INSTRUCTIONS TO FOLLOW
Reproduce the items from the line containing "Where can you see the window?" through the end, replacing "dot" with "marker" and leaving everything else unchanged.

WORKING DATA
■ ■ ■ ■

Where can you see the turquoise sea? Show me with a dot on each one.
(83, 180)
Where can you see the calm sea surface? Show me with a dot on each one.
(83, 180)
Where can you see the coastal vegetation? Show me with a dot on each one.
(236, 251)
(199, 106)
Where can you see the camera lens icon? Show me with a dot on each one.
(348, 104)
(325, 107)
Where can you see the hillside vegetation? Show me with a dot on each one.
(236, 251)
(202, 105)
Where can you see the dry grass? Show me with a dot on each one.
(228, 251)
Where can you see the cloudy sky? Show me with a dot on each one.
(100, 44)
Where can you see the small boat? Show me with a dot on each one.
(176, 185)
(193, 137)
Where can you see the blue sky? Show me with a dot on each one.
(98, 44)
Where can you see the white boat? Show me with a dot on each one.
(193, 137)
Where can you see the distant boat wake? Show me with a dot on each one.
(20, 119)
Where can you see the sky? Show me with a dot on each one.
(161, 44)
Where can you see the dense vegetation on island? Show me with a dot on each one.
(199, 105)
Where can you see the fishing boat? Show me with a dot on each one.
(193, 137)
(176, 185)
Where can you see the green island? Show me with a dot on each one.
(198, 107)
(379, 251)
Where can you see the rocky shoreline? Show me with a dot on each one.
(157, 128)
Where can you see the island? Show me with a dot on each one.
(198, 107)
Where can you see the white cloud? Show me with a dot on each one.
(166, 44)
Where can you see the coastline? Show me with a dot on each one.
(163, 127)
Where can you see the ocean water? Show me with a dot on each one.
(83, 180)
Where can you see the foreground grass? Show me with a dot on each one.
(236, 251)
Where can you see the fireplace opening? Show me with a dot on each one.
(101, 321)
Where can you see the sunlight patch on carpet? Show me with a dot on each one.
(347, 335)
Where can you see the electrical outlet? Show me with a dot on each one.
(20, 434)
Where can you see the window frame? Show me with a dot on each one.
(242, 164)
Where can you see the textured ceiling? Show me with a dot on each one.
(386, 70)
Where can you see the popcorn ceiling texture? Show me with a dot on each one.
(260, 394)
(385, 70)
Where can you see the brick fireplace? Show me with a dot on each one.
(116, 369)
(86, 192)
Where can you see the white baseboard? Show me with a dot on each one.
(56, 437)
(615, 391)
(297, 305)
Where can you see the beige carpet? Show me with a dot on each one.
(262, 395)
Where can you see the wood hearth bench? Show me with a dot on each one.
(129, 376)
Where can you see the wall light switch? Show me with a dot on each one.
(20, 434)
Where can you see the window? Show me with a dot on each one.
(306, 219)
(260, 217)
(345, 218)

■ ■ ■ ■

EXERCISE OUTPUT
Where can you see the window? Show me with a marker on each one.
(306, 219)
(260, 217)
(345, 218)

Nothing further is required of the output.